All interrupts and exceptions pass a struct cpu_user_regs up into C. This
contains the legacy vm86 fields from 32bit days, which are beyond the
hardware-pushed frame.
Accessing these fields is generally illegal, as they are logically out of
bounds for anything other than an interrupt/exception hitting ring1/3 code.
show_registers() unconditionally reads these fields, but the content is
discarded before use. This is benign right now, as all parts of the stack are
readable, including the guard pages.
However, read_registers() in the #DF handler writes to these fields as part of
preparing the state dump, and being IST, hits the adjacent stack frame.
This has been broken forever, but c/s
6001660473 "x86/shstk: Rework the stack
layout to support shadow stacks" repositioned the #DF stack to be adjacent to
the guard page, which turns this OoB write into a fatal pagefault:
(XEN) *** DOUBLE FAULT ***
(XEN) ----[ Xen-4.15-unstable x86_64 debug=y Tainted: C ]----
(XEN) ----[ Xen-4.15-unstable x86_64 debug=y Tainted: C ]----
(XEN) CPU: 4
(XEN) RIP: e008:[<
ffff82d04031fd4f>] traps.c#read_registers+0x29/0xc1
(XEN) RFLAGS:
0000000000050086 CONTEXT: hypervisor (d1v0)

## Data to process
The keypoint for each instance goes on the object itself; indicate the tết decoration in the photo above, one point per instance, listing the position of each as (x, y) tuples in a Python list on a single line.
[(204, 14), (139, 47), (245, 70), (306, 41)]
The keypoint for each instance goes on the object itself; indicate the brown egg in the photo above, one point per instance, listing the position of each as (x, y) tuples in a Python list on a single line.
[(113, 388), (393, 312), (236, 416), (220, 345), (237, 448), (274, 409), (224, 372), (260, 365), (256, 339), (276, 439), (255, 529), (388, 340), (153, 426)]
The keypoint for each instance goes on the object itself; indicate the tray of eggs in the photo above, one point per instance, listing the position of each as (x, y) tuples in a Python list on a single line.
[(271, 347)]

## Problems to work on
A - Using the passage on the #DF handler, decide whether each statement agrees with it: (i) show_registers() makes use of the vm86 field content it reads; (ii) read_registers() in the #DF handler writes to the vm86 fields; (iii) the #DF stack was moved next to the guard page. Give yes or no for each, followed by the deciding words quoted from the passage.
B - In the listing, rewrite the lines from the one containing "indicate the brown" through the end of the listing, replacing "one point per instance" with "a single point for each instance" and leaving everything else unchanged.

## Responses
A -
(i) No: "the content is discarded before use"
(ii) Yes: "read_registers() in the #DF handler writes to these fields"
(iii) Yes: "repositioned the #DF stack to be adjacent to the guard page"

B -
The keypoint for each instance goes on the object itself; indicate the brown egg in the photo above, a single point for each instance, listing the position of each as (x, y) tuples in a Python list on a single line.
[(113, 388), (393, 312), (236, 416), (220, 345), (237, 448), (274, 409), (224, 372), (260, 365), (256, 339), (276, 439), (255, 529), (388, 340), (153, 426)]
The keypoint for each instance goes on the object itself; indicate the tray of eggs in the photo above, a single point for each instance, listing the position of each as (x, y) tuples in a Python list on a single line.
[(271, 347)]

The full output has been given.